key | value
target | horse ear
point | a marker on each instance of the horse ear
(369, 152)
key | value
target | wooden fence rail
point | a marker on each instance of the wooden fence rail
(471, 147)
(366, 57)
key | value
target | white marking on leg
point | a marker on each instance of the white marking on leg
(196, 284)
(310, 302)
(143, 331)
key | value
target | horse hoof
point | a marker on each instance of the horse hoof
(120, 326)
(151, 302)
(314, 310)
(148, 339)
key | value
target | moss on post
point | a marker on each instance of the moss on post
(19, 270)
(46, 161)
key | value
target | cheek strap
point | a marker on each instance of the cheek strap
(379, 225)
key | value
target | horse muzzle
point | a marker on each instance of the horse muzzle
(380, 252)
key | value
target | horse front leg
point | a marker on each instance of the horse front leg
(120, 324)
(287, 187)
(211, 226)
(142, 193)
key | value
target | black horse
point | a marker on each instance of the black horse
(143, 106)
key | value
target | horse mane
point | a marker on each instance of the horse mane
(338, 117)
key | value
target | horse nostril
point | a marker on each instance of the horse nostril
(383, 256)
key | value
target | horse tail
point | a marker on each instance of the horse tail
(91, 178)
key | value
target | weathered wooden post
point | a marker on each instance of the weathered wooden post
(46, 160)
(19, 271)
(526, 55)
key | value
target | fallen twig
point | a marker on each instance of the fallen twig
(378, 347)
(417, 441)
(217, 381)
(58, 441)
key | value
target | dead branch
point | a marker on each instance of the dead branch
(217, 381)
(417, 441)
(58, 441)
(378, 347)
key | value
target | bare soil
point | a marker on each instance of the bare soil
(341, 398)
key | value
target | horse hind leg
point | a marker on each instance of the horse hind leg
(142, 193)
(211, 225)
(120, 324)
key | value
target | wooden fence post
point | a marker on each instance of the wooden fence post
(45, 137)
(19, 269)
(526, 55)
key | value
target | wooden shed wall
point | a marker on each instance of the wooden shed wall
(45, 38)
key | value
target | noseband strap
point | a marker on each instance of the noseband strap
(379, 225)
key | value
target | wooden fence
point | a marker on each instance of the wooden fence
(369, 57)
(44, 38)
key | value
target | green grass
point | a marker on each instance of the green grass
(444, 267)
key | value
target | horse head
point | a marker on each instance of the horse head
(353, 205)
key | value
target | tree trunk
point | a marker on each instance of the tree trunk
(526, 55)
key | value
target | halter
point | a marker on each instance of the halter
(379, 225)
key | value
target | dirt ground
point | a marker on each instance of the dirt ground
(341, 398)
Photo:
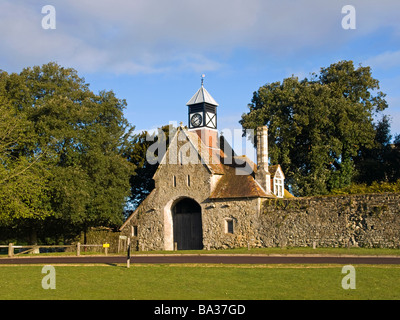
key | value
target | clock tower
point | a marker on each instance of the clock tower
(202, 116)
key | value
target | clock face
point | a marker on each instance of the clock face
(196, 120)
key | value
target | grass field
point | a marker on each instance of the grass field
(205, 282)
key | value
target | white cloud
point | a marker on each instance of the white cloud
(385, 60)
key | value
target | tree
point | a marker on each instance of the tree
(142, 182)
(23, 179)
(317, 126)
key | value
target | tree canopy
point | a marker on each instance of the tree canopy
(318, 126)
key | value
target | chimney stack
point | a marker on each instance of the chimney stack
(263, 176)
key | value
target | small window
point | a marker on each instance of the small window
(229, 225)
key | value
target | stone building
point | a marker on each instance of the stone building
(205, 196)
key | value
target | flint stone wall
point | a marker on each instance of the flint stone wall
(366, 220)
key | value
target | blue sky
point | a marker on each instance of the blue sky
(152, 52)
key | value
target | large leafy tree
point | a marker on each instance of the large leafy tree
(142, 182)
(318, 125)
(81, 137)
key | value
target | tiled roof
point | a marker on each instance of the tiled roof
(235, 185)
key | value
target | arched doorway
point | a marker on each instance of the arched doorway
(187, 225)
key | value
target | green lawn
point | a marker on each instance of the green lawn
(269, 251)
(171, 282)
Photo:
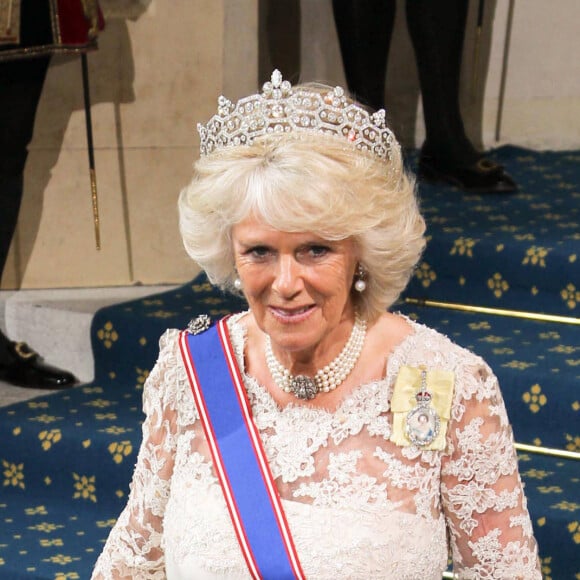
········
Task: Locate every line in the records above that contains the word "white" and copy each of those lines out. Case counts when matching.

Solved exercise:
target | white marking on leg
point | a marker on each instance of the white marking on leg
target | white cloud
point | a marker on each instance of the white cloud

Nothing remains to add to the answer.